TASK DATA =>
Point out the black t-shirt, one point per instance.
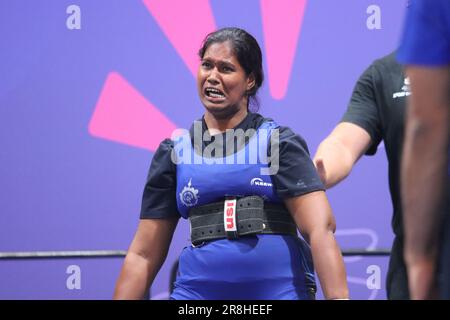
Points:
(159, 197)
(378, 106)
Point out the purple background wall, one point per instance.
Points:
(81, 111)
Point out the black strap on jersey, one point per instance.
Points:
(253, 216)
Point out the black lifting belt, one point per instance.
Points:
(252, 216)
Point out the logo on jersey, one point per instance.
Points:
(189, 195)
(259, 182)
(406, 91)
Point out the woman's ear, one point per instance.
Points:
(251, 82)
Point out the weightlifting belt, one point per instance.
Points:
(233, 218)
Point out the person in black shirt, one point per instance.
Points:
(269, 263)
(375, 113)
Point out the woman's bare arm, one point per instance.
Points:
(314, 218)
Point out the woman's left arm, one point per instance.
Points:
(314, 218)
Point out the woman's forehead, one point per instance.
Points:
(220, 50)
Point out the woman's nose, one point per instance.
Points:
(213, 76)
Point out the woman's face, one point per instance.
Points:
(222, 82)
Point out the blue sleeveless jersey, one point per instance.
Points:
(264, 266)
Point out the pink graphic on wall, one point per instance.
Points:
(282, 22)
(185, 24)
(124, 115)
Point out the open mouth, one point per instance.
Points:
(214, 93)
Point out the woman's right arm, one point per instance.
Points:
(145, 257)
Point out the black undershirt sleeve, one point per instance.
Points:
(296, 175)
(159, 196)
(362, 109)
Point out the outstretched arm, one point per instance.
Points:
(338, 153)
(424, 173)
(314, 218)
(145, 257)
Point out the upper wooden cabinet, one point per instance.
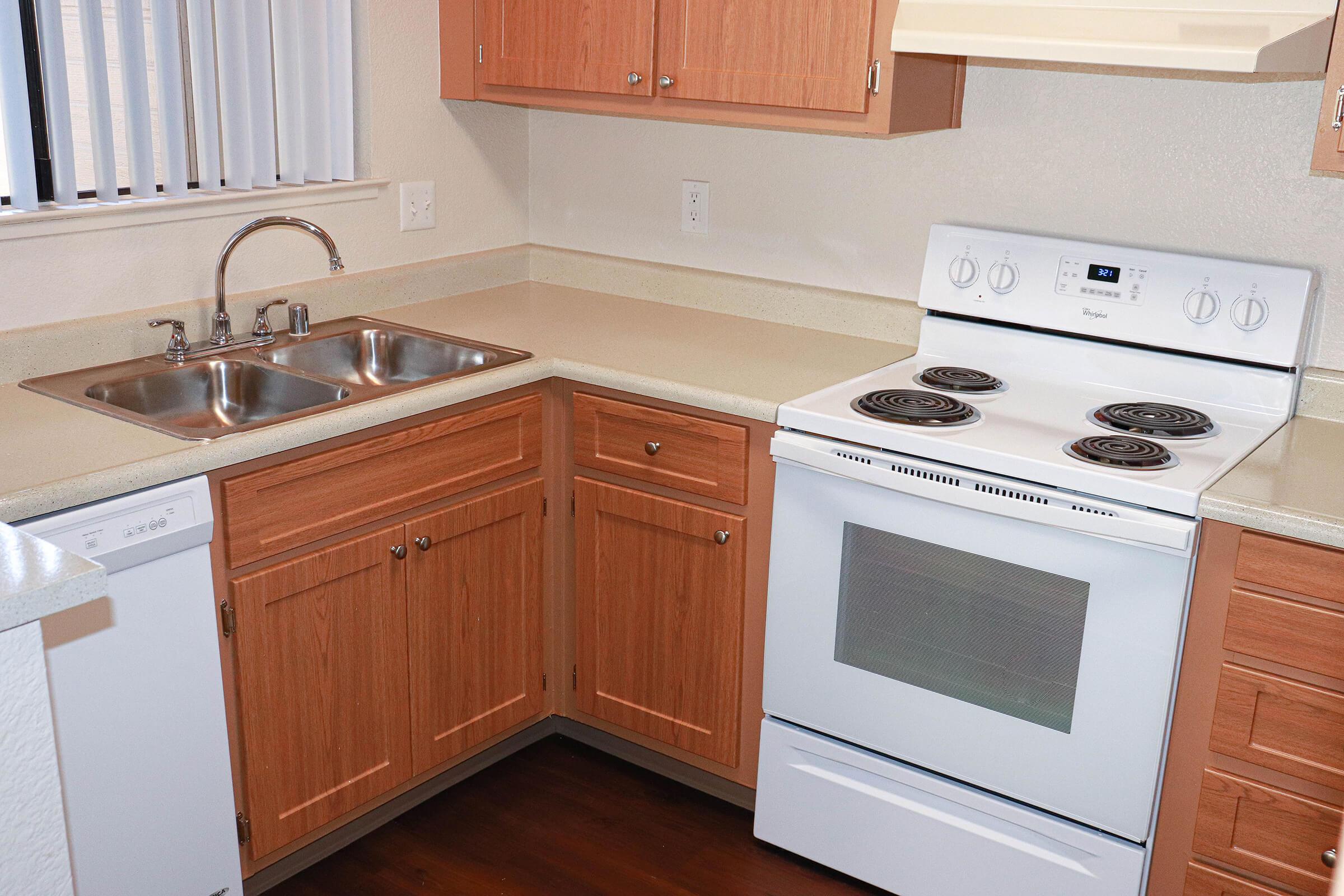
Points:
(812, 65)
(568, 45)
(800, 54)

WRITTEN TASK =>
Copy all of the material above line for line, leaving out the pictures.

TASK RESULT =>
Point out the black t-shirt, one point per instance.
Points:
(159, 197)
(378, 106)
Point out the purple background wall, one point per instance.
Points:
(81, 111)
Point out the black strap on jersey, one point per instance.
Points:
(253, 216)
Point out the black lifting belt, one point per instance.
Points:
(252, 216)
Point out the logo on jersey, one point per instance.
Points:
(189, 195)
(259, 182)
(406, 91)
Point out the woman's ear, one point per instance.
Points:
(251, 82)
Point out the weightlifting belt, one point per instance.
Points:
(233, 218)
Point out the person in black shirt, one point per instance.
Points:
(269, 263)
(375, 113)
Point out the woman's bare arm, one point per instance.
Points:
(314, 218)
Point out the woman's left arm, one point per instance.
Points:
(314, 218)
Point out the woman's forehead, one point per instance.
Points:
(220, 50)
Point out the woman's nose, one point per instance.
Points:
(213, 76)
Point out the woman's face, one point per instance.
Points:
(222, 82)
Point out the blue sleeveless jersey, one point per instance.
Points:
(264, 266)
Point out the pink graphic on wall, one point per instance.
Points:
(282, 22)
(185, 24)
(124, 115)
Point out the open mouth, one point per instance.
Points:
(214, 93)
Point out the woman's right arm, one point per instance.
Points:
(145, 257)
Point out the black undershirt sleeve, one point per instance.
Points:
(296, 175)
(159, 196)
(362, 109)
Point out the outstretched arm, one point per instance.
Points:
(338, 153)
(424, 173)
(314, 218)
(145, 257)
Point out the upper wooden cabinet, one point per instance.
Points:
(812, 65)
(568, 45)
(800, 54)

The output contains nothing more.